> Provided information:

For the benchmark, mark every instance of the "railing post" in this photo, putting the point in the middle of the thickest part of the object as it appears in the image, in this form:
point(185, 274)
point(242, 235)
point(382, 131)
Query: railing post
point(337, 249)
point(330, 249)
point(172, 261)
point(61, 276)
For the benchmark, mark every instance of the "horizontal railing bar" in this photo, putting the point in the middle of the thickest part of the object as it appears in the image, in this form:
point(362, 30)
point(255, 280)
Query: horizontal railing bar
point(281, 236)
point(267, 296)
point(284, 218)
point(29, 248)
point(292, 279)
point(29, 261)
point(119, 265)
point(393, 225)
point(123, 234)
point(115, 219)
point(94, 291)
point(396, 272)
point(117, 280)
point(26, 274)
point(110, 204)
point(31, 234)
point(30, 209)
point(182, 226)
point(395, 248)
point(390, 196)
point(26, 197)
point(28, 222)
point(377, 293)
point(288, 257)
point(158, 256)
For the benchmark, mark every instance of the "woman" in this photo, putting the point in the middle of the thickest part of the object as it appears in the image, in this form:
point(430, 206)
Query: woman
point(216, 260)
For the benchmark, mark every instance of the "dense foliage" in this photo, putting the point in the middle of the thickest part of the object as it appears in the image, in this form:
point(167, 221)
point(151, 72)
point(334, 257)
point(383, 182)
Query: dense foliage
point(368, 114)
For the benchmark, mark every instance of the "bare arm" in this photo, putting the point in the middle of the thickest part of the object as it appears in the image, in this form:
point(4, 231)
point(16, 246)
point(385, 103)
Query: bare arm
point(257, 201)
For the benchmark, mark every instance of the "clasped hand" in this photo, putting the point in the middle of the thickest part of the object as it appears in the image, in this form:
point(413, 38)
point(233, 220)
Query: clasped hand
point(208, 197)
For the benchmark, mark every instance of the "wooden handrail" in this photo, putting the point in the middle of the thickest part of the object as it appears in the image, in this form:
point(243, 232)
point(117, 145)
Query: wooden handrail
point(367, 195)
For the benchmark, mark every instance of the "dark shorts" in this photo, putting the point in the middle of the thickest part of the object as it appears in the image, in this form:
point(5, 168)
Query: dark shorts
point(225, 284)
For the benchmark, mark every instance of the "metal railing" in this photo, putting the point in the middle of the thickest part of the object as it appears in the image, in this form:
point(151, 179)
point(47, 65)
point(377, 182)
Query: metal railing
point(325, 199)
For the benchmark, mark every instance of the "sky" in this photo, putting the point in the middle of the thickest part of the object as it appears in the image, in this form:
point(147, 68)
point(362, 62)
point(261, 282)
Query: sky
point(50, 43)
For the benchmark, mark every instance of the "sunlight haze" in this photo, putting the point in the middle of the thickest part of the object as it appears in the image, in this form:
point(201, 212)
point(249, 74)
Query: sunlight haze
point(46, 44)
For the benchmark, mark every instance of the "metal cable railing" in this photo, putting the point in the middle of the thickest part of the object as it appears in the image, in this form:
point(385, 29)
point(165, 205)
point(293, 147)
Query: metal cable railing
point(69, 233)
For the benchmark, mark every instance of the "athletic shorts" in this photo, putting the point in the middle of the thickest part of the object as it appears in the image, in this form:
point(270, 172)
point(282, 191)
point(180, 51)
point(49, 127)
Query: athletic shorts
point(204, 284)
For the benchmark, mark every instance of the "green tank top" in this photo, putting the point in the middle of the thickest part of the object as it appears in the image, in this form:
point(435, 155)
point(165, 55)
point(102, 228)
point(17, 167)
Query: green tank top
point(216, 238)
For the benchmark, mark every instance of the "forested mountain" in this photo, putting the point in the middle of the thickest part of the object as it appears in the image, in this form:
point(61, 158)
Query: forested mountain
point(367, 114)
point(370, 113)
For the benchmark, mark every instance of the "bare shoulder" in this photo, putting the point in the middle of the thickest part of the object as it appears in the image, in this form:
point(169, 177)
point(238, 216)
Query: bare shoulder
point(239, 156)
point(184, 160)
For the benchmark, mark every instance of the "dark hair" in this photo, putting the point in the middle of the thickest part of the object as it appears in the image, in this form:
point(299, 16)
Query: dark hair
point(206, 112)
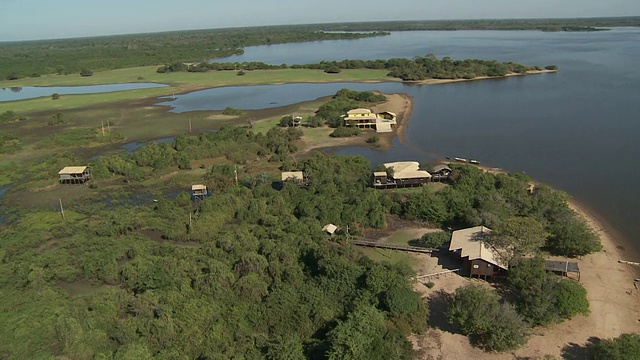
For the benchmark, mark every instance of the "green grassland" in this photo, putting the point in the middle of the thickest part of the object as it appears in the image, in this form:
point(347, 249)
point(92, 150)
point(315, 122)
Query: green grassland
point(179, 82)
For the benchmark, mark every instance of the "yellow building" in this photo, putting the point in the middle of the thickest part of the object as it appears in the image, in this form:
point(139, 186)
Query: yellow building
point(366, 119)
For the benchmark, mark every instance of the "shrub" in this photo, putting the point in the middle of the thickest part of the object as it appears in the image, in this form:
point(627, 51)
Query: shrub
point(491, 325)
point(374, 139)
point(232, 111)
point(433, 239)
point(624, 347)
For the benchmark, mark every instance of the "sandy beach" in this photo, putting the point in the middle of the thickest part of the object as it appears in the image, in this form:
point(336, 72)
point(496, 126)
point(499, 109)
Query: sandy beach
point(614, 301)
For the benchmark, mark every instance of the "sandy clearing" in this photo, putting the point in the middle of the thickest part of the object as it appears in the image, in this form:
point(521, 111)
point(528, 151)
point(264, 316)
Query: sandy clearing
point(614, 303)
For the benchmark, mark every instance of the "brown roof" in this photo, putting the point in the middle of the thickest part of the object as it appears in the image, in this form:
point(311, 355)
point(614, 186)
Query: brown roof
point(407, 170)
point(292, 175)
point(72, 170)
point(469, 242)
point(330, 228)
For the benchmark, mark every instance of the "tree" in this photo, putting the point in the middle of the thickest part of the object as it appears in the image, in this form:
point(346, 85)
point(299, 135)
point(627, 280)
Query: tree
point(571, 236)
point(12, 76)
point(542, 297)
point(624, 347)
point(491, 325)
point(286, 121)
point(432, 239)
point(516, 237)
point(56, 119)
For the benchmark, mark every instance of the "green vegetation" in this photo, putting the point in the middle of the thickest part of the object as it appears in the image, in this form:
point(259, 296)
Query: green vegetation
point(231, 111)
point(251, 274)
point(343, 131)
point(432, 239)
point(67, 56)
point(173, 49)
point(523, 223)
point(344, 100)
point(574, 24)
point(624, 347)
point(543, 298)
point(429, 67)
point(490, 324)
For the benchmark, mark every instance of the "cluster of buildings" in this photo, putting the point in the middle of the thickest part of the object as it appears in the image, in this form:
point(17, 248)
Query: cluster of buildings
point(366, 119)
point(408, 174)
point(480, 260)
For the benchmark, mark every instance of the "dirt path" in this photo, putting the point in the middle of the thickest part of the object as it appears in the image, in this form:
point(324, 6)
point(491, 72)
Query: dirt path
point(613, 297)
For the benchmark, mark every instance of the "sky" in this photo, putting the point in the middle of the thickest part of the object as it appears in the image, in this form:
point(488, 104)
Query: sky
point(49, 19)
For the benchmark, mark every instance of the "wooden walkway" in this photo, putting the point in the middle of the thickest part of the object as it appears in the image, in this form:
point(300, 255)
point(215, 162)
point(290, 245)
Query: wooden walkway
point(376, 244)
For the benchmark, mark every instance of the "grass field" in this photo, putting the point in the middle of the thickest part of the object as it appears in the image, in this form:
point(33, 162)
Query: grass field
point(180, 82)
point(205, 79)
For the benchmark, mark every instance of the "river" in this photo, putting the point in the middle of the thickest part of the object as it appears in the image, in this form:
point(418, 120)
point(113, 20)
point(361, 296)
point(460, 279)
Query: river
point(577, 130)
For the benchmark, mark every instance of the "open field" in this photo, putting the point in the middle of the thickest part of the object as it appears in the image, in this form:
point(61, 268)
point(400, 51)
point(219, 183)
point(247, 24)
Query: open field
point(180, 82)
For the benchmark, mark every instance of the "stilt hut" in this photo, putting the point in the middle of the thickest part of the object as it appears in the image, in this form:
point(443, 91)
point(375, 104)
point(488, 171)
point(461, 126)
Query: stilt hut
point(74, 175)
point(199, 191)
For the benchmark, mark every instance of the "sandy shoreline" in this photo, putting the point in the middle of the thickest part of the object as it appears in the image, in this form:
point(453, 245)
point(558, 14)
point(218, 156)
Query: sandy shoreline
point(614, 301)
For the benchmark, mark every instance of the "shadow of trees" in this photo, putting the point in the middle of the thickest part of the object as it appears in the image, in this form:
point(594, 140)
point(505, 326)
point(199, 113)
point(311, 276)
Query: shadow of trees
point(438, 305)
point(573, 351)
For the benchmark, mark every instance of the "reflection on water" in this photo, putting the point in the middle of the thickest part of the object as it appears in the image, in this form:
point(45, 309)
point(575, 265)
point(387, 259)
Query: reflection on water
point(30, 92)
point(135, 145)
point(266, 96)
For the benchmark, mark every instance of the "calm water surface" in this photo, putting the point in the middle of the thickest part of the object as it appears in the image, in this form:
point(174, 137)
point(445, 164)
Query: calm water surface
point(30, 92)
point(577, 130)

> Exercise brief:
Convert the stretch from the start of the entries through the line containing "point(61, 276)" into a JSON list of strings, one per line, leaving out blank lines.

> Answer to the exercise:
[
  "For the benchmark, mark every instance of the \"railing post\" in this photo, putting the point in the middle of the thickest part of the object as it appears in the image, in this form:",
  "point(185, 274)",
  "point(242, 235)",
  "point(382, 131)",
  "Query: railing post",
  "point(337, 249)",
  "point(330, 249)",
  "point(172, 261)",
  "point(61, 276)"
]